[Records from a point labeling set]
————
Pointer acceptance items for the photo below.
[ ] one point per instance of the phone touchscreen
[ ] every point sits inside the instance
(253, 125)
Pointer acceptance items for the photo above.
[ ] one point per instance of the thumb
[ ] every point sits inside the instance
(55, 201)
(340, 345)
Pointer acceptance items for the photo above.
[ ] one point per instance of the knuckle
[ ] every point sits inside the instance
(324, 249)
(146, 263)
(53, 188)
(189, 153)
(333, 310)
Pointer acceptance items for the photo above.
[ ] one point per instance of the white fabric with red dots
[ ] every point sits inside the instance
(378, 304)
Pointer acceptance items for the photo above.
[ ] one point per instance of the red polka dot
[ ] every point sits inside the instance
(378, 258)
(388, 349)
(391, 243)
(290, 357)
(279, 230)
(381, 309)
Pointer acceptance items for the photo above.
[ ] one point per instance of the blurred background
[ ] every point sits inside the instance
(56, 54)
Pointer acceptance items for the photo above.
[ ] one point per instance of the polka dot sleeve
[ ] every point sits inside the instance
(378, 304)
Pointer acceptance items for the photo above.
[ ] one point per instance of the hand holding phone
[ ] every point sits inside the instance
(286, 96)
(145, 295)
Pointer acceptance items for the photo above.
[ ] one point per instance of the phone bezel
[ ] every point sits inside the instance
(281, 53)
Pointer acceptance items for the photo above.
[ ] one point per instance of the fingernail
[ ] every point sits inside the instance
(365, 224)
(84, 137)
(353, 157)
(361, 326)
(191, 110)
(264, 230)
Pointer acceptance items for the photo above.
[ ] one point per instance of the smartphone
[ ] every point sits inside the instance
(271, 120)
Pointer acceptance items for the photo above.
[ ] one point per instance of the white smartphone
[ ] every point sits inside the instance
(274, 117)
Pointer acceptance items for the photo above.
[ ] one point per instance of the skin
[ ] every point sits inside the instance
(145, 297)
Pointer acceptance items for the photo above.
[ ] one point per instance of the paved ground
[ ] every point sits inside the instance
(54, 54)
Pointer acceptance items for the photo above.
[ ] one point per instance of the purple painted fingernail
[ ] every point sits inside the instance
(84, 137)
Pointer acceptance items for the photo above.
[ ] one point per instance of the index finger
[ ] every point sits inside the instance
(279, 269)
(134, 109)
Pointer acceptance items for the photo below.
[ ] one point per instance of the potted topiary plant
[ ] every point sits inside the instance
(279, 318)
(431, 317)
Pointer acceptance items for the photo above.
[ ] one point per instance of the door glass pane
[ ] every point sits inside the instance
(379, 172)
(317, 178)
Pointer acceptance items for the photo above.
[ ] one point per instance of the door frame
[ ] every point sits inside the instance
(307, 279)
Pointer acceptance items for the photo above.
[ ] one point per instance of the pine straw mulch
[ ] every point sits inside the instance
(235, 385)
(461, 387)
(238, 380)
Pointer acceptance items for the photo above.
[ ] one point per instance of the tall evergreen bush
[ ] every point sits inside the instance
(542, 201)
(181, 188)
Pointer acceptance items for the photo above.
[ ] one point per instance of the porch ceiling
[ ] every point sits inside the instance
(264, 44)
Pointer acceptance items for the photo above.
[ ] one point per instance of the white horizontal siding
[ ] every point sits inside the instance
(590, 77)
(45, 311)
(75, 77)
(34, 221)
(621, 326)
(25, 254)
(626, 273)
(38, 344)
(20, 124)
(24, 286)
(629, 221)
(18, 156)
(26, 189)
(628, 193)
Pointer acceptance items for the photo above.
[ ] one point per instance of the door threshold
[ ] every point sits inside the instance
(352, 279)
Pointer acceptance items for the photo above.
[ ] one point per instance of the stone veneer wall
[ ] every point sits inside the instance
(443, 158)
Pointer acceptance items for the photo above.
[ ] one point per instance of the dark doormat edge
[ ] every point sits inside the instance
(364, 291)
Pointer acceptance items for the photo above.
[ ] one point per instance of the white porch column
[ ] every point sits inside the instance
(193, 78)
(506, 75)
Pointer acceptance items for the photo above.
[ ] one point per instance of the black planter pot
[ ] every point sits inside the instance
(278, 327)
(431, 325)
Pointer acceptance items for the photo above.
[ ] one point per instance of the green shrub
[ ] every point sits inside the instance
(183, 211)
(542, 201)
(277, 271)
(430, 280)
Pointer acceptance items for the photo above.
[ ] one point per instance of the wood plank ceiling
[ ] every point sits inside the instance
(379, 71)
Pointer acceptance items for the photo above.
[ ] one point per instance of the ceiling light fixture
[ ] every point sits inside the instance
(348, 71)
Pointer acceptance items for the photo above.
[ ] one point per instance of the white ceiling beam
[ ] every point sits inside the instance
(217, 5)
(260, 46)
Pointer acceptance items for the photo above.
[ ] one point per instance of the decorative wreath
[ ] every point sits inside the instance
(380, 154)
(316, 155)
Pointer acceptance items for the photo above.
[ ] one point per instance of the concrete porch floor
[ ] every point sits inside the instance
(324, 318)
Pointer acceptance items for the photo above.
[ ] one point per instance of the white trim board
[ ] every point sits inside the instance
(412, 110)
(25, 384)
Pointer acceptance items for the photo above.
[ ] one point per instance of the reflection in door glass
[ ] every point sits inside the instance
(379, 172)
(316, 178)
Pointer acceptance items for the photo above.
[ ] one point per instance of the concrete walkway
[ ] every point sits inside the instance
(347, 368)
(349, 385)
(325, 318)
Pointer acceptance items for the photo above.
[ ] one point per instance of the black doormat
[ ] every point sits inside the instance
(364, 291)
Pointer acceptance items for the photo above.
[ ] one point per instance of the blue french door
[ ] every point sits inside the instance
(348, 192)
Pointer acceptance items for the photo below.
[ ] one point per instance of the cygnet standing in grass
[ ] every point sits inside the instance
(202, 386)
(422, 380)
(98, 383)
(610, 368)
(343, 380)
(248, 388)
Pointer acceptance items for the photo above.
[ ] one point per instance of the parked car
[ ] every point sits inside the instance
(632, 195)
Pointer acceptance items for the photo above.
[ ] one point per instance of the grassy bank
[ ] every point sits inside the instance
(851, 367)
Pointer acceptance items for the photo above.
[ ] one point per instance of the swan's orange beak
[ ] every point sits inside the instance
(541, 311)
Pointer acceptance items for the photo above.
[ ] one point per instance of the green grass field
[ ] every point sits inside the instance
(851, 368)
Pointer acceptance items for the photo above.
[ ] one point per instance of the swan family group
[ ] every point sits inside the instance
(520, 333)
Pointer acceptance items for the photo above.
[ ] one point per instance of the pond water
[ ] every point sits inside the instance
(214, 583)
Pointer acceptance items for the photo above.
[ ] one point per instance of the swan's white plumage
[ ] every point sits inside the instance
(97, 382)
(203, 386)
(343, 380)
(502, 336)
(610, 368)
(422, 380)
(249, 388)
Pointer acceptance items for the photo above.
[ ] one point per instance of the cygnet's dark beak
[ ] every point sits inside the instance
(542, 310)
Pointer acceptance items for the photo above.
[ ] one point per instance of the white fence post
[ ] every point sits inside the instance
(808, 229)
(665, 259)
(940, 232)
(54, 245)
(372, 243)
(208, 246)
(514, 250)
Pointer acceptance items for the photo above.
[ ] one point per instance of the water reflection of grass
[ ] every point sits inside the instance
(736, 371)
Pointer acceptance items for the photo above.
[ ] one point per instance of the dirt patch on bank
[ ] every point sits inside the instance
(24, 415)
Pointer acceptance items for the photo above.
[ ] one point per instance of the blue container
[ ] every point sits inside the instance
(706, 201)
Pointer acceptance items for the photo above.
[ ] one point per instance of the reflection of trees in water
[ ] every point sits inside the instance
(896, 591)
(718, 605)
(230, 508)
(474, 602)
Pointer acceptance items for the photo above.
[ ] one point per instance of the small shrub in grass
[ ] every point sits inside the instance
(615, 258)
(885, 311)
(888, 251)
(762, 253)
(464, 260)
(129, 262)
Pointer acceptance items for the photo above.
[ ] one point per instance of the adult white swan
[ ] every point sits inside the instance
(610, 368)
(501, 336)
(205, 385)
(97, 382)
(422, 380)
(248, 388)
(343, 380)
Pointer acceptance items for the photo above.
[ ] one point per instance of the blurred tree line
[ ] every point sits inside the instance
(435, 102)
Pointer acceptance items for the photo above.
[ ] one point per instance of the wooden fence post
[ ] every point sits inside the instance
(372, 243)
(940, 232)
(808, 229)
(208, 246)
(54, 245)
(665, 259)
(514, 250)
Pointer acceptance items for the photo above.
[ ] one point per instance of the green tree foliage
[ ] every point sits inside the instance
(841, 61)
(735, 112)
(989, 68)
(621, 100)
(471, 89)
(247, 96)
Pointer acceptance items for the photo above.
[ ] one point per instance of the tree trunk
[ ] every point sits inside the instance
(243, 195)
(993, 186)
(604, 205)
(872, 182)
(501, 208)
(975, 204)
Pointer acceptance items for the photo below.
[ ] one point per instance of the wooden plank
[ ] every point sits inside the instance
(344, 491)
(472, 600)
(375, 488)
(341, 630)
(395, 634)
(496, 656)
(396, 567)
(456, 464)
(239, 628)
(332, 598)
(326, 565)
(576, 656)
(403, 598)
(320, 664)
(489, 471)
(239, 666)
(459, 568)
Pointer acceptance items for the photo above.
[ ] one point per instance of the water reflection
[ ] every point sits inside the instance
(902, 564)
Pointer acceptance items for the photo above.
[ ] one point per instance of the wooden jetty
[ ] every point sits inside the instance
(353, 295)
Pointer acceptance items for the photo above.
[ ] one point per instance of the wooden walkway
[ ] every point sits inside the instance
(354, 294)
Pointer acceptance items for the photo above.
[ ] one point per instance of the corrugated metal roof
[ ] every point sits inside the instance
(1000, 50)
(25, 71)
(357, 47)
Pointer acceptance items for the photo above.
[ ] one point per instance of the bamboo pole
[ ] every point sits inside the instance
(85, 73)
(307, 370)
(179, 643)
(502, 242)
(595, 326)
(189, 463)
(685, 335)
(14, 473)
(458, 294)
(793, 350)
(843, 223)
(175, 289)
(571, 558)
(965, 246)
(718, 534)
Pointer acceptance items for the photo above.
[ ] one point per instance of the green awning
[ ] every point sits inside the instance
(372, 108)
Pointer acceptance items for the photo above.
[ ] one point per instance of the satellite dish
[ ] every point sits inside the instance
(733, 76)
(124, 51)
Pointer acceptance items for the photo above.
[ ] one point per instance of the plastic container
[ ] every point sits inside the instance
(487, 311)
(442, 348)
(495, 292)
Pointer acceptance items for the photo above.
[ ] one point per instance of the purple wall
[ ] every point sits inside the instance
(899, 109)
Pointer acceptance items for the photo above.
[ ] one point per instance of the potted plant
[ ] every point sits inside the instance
————
> _Set task_:
Select every line of the material that contains the string "fingernail", and copy each one out.

> _Full response_:
[ ] one point per instance of the fingernail
[ ] one point per instance of the purple painted fingernail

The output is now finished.